-- PROBLEM STATEMENT --
Count the lines in the data below that contain the string "green", matching case exactly, and reply with the number alone.

-- STORED DATA --
= = = =
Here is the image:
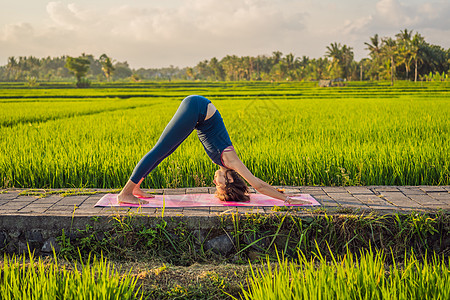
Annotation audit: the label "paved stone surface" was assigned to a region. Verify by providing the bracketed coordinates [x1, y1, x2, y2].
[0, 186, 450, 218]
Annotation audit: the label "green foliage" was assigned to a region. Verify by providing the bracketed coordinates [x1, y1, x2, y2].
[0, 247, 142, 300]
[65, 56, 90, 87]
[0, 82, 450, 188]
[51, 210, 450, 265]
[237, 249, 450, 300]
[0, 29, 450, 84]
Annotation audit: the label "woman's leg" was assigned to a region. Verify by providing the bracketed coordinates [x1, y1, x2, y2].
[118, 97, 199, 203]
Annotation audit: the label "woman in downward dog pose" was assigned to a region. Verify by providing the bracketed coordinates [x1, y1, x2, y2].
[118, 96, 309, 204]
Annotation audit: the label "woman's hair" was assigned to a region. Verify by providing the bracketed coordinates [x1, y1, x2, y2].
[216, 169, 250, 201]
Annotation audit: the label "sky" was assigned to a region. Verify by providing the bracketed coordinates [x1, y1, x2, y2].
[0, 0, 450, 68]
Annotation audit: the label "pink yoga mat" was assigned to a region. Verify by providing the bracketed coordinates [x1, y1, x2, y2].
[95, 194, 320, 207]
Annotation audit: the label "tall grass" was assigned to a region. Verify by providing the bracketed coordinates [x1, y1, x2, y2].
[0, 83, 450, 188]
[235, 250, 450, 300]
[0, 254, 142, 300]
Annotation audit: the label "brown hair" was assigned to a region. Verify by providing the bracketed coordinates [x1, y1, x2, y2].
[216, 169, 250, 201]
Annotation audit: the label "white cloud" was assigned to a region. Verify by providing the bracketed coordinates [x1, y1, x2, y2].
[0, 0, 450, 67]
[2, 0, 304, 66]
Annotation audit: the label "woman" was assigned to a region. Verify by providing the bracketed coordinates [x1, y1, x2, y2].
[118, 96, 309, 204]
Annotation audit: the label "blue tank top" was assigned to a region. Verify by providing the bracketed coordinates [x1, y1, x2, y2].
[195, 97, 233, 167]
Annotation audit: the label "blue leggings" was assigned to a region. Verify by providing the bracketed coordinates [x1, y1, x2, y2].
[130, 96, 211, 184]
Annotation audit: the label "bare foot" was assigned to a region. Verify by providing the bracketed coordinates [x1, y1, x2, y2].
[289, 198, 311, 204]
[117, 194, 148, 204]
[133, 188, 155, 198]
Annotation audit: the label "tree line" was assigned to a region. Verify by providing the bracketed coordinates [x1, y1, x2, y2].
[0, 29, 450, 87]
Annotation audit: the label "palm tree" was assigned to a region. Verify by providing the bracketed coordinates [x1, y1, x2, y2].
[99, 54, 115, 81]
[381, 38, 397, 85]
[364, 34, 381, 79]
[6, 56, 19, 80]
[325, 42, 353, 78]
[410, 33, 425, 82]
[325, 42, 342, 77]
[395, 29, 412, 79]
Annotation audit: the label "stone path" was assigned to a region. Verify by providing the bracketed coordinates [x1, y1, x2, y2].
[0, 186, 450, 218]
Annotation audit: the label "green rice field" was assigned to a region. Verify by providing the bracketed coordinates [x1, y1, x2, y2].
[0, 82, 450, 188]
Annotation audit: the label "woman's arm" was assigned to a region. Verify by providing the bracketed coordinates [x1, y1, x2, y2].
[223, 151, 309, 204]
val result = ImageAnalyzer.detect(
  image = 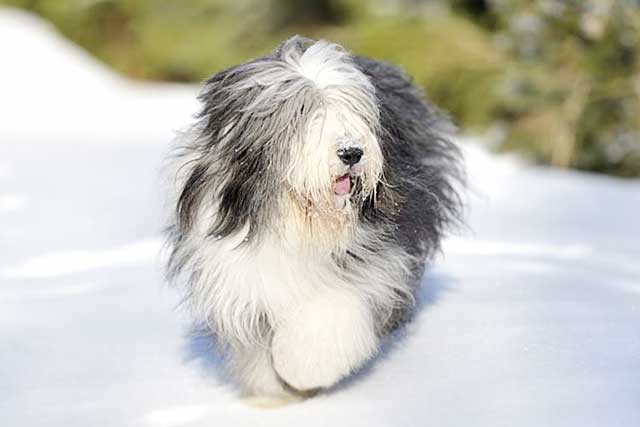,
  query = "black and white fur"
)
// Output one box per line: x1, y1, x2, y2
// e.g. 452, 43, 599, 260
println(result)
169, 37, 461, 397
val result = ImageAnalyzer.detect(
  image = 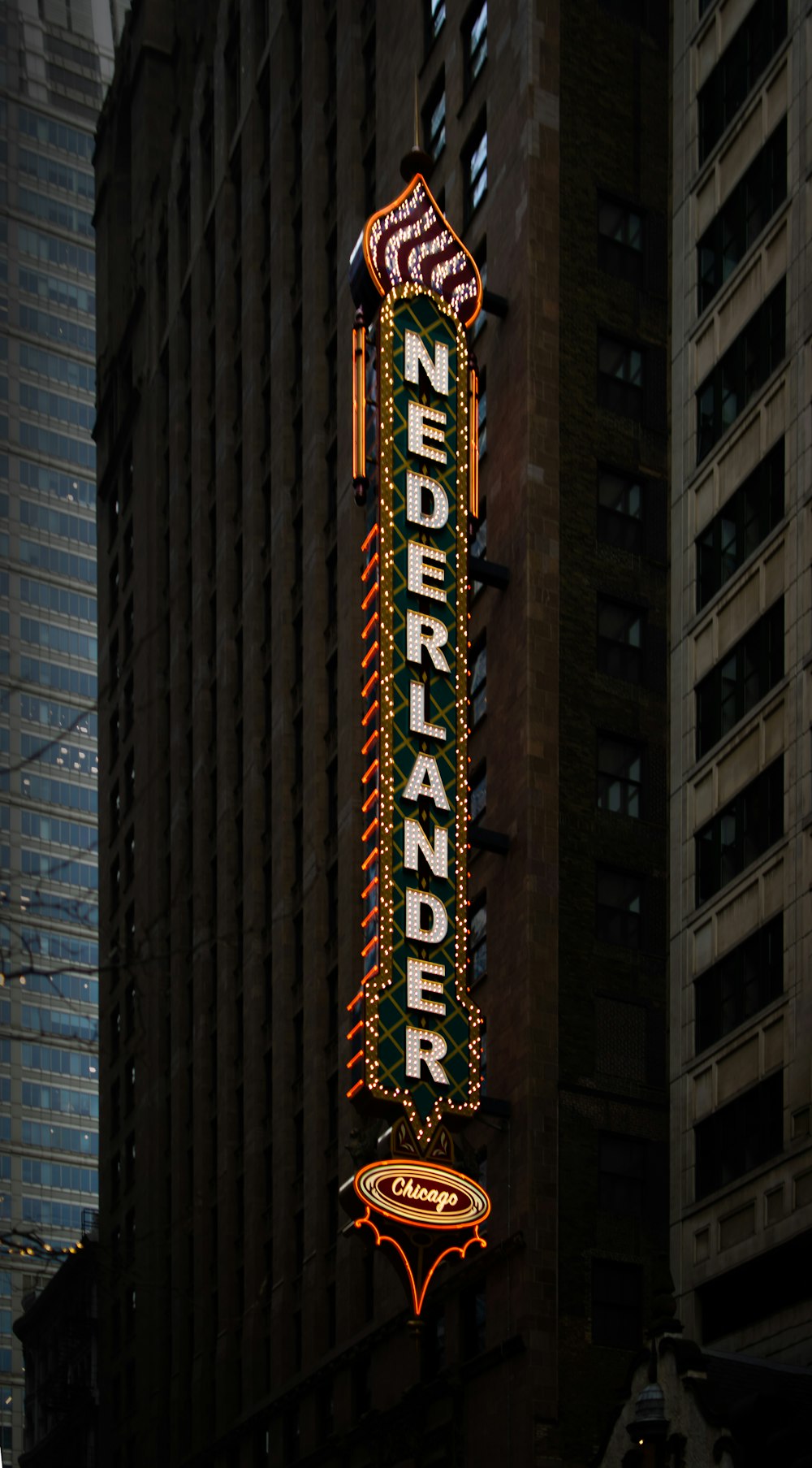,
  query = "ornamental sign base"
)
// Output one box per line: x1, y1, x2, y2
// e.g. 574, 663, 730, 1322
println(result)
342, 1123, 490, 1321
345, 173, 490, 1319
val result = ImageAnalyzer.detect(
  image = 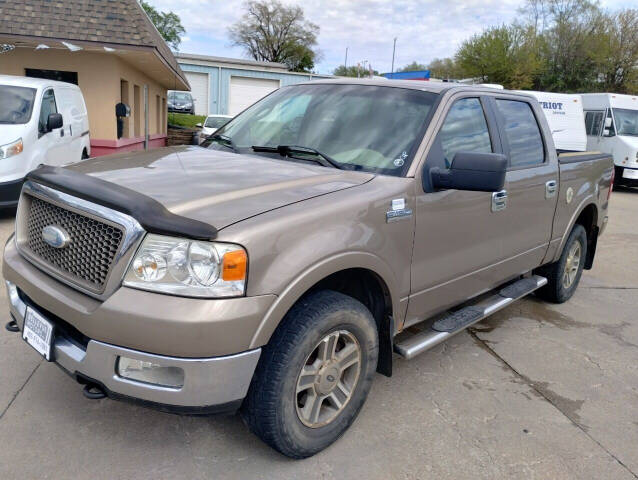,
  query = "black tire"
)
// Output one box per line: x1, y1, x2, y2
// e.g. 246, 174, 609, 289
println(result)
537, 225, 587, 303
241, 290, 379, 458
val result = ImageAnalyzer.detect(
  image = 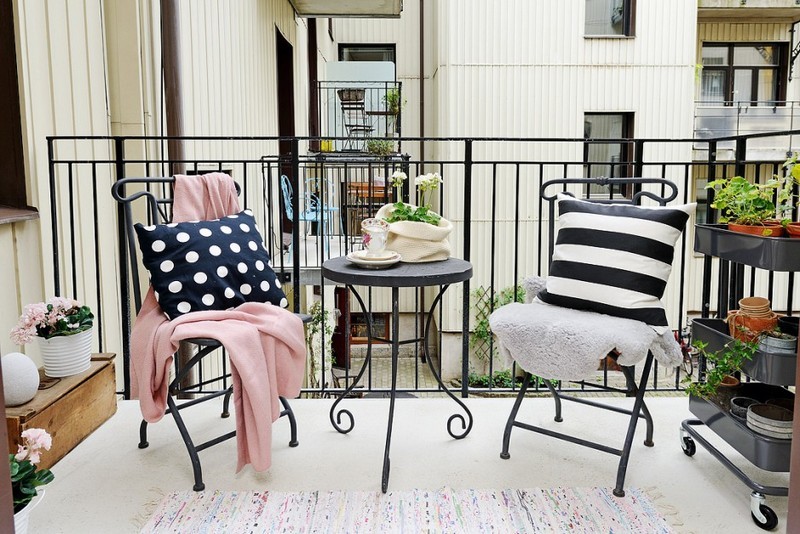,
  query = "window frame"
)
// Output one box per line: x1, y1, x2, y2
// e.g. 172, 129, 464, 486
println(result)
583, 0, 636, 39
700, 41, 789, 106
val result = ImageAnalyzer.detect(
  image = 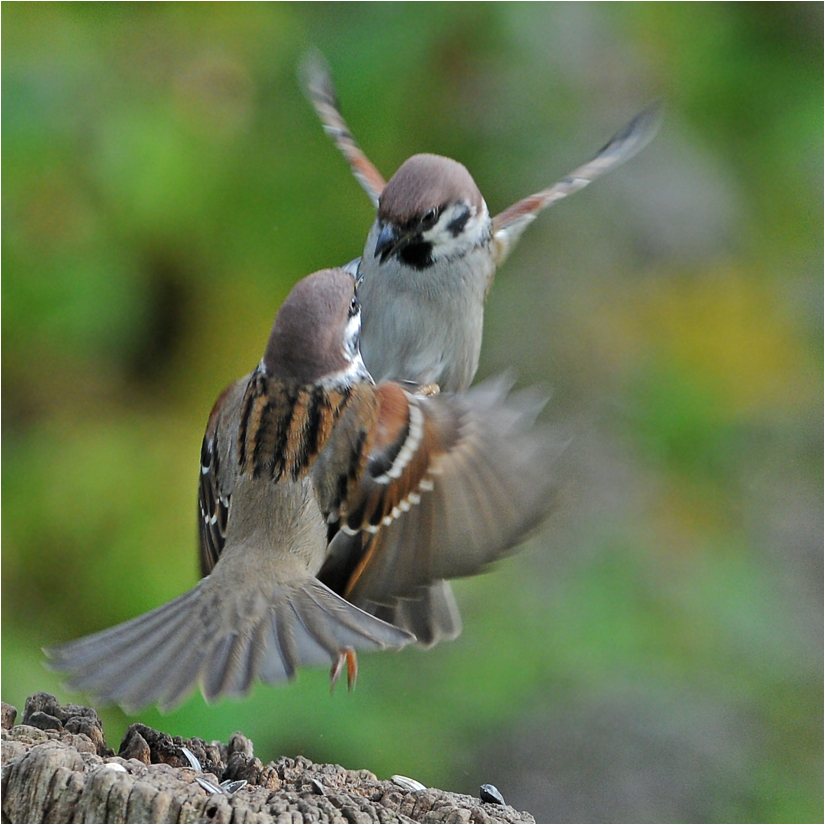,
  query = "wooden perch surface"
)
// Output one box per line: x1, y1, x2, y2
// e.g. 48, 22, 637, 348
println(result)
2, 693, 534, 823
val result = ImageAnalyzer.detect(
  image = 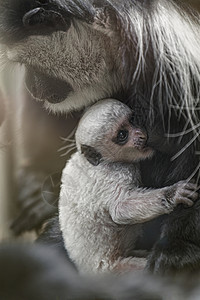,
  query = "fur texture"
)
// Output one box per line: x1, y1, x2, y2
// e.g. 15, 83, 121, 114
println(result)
= = = =
-- ANSWER IN FULL --
2